Selected excerpt:
(begin)

Re: [PATCH] gdb/python: make more use of host_string_to_python_string

public inbox for gdb-patches@sourceware.org
 help / color / mirror / Atom feed

From: Simon Marchi <simon.marchi@polymtl.ca>
To: Andrew Burgess <aburgess@redhat.com>
Cc: gdb-patches@sourceware.org
Subject: Re: [PATCH] gdb/python: make more use of host_string_to_python_string
Date: Thu, 23 Dec 2021 22:10:00 -0500	[thread overview]
Message-ID: <8623b32d-697d-9b71-cf07-f073a44de1aa@polymtl.ca> (raw)
In-Reply-To: <20211223110703.GI2634@redhat.com>



On 2021-12-23 06:07, Andrew Burgess wrote:
> * Simon Marchi <simon.marchi@polymtl.ca> [2021-12-22 21:19:41 -0500]:
> 
>>
>>
>> On 2021-12-06 13:10, Andrew Burgess via Gdb-patches wrote:
>>> We have a function host_string_to_python_string, which is a wrapper
>>> around PyString_Decode, which, on Python 3, is an alias for
>>> PyUnicode_Decode.
>>>
>>> However, there are a few places where we still call PyUnicode_Decode
>>> directly.
>>>
>>> This commit replaces all uses of PyUnicode_Decode with calls to
>>> host_string_to_python_string instead.
>>>
>>> To make the use of host_string_to_python_string easier, I've added a
>>> couple of overloads for this function in python-internal.h, these all
>>> just forward their calls onto the single base implementation.  The
>>> signatures of all host_string_to_python_string overloads are:
>>>
>>>   gdbpy_ref<> host_string_to_python_string (const char *str, size_t len);
>>>   gdbpy_ref<> host_string_to_python_string (const char *str)

(end)

Given material:
(begin)

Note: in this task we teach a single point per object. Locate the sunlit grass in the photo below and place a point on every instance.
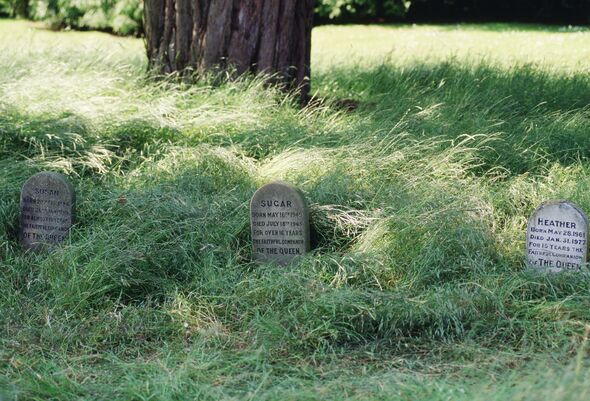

(end)

Rewrite the paragraph of the message that begins "We have a function host_string_to_python_string" as a single shorter sentence, keeping its main facts. The material above comes from a separate source and is unrelated to the message.

Answer for this exercise:
The function host_string_to_python_string wraps PyString_Decode, which is an alias for PyUnicode_Decode on Python 3.